▶ ИСХОДНЫЙ ТЕКСТ
========================
Сколько времени работал я над этими эскизами, мне теперь и не вспомнить. Черная дыра? Ненадолго. Помню, что еще раз виделся с моим заказчиком Ионовым внизу, в кабинете Бозе. Помню, что все шло хорошо. Знаю, что эскизы (много позже) были показаны на советской выставке во Флоренции. Помню, что сквозь мое большое, слегка заледеневшее окно виден был грязный снег во дворе. Помню, что свободно расхаживал по этому проклятому месту и заключенные с подозрением на меня смотрели. Помню, как-то вечером комендант Бозе “наказал” старика-крестьянина, поместив его на ночь в отхожее место (стоять с метлой в руке) за то, что он лег на свою кровать, не сняв обувь. Воздух в уборной был невыносим! Увидев эту жалкую комедию, я, чтобы освободить “старичка”, спустился в кабинет коменданта. Я обнаружил там его жену, совершенно очаровательную. Она тотчас же предложила мне чаю, папиросы: “Вы пришли к Ване (ее муж), но он ушел на охоту и должен скоро вернуться”. (“Идти на охоту” значило: “Он пошел в подвал расстреливать „виновных””).
Помню, в один из серых, пасмурных, угрюмых дней меня поставили в шеренгу с пятью десятками заключенных (по двое) в заснеженном дворе с тяжелой котомкой на плече. Помню, как кто-то кликнул “вперед”, и мы, ковыляя, двинулись к выходу на Гороховую улицу. На улицу. Как долго не видел я улицу, не дышал ее воздухом. Мы кое-как брели посередине этой улицы, по глубокому грязному снегу. Прохожие останавливались, долго и грустно смотрели на нас.
Невский проспект, долгий путь, много, много километров до живописной гигантской тюрьмы на Шпалерной улице.
Невский проспект — забавно идти посередине мостовой. Другие, привилегированные, те, кто еще на свободе, должны ходить только по тротуару. Печально.
Мало народа на улице, нет извозчиков, несколько казенных автомобилей, слепые окна, вывески бесполезных магазинов. Для кого? Мы проходим мимо. Белая лошадь в грязном снегу, издохшая с соломой, прилипшей к оледеневшей морде; только солома, чтобы оживить эту белую лошадь. Вот и Шпалерная. Огромные ворота открываются перед нами. Тяжелые и неторопливые. После “проверки” нашего багажа и карманов нас ведут по запутанным ажурным, звенящим железным лестницам. Раздается эхо. Наверху — дверь из тяжелого железа. Камера из металла и камня на четверых. Крестьянин, молодой поляк и еще… А! Вот так так, мой шурин, муж сестры. “Здравствуй! Забавно! Это случайность?”
Затем начинается следующий этап: я, мой шурин, крестьянин, поляк и открытая уборная в камере, здесь же, без всякой ширмы! Сверхсовременный комфорт! Ничего! Так что уборная (только стульчак), а напротив умывальник с холодной водой. Примерно 1 метр 60 на 3 в длину эта камера.
========================
▶ РАЗДЕЛ ДАННЫХ
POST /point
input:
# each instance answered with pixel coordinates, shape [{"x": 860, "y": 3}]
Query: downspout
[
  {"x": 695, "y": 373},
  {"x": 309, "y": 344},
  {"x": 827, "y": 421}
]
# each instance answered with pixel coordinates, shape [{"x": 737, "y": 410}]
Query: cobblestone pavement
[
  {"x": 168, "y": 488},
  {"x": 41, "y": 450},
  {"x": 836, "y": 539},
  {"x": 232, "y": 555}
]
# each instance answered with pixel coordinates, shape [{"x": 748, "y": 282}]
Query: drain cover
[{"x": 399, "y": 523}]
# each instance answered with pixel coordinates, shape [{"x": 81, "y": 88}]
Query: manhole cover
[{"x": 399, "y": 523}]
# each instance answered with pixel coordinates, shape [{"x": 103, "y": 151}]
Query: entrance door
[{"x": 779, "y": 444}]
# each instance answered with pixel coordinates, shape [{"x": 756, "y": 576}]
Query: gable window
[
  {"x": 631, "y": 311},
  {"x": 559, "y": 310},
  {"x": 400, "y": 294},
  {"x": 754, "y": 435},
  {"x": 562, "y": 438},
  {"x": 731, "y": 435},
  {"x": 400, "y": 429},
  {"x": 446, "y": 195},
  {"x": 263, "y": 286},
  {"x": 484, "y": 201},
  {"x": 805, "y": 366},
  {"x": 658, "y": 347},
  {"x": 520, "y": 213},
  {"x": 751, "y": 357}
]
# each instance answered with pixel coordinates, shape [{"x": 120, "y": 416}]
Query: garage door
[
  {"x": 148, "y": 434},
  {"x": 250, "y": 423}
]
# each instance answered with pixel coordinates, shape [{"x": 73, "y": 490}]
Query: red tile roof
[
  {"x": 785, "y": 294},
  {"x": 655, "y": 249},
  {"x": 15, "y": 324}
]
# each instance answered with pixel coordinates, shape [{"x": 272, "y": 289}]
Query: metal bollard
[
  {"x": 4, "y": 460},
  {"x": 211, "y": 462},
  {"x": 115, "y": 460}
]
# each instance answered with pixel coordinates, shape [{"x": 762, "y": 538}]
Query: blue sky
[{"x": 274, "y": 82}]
========================
▶ ПОСТАВЛЕННАЯ ЗАДАЧА A
Можете ли вы сжато пересказать абзац исходного текста, который начинается словами «Помню, в один из серых», и сохранить при этом его основные факты?
▶ ПОСТАВЛЕННАЯ ЗАДАЧА B
Какие улицы и проспекты упомянуты в исходном тексте?

▶ РЕШЕНИЕ ЗАДАЧИ A
В серый пасмурный день меня вместе с полусотней заключенных построили по двое в заснеженном дворе, у каждого на плече была тяжелая котомка. По команде «вперед» колонна двинулась к выходу на Гороховую улицу, которую я давно не видел. Мы брели посередине улицы по глубокому грязному снегу, а прохожие останавливались и грустно смотрели на нас.

▶ РЕШЕНИЕ ЗАДАЧИ B
Гороховая улица, Невский проспект, Шпалерная улица.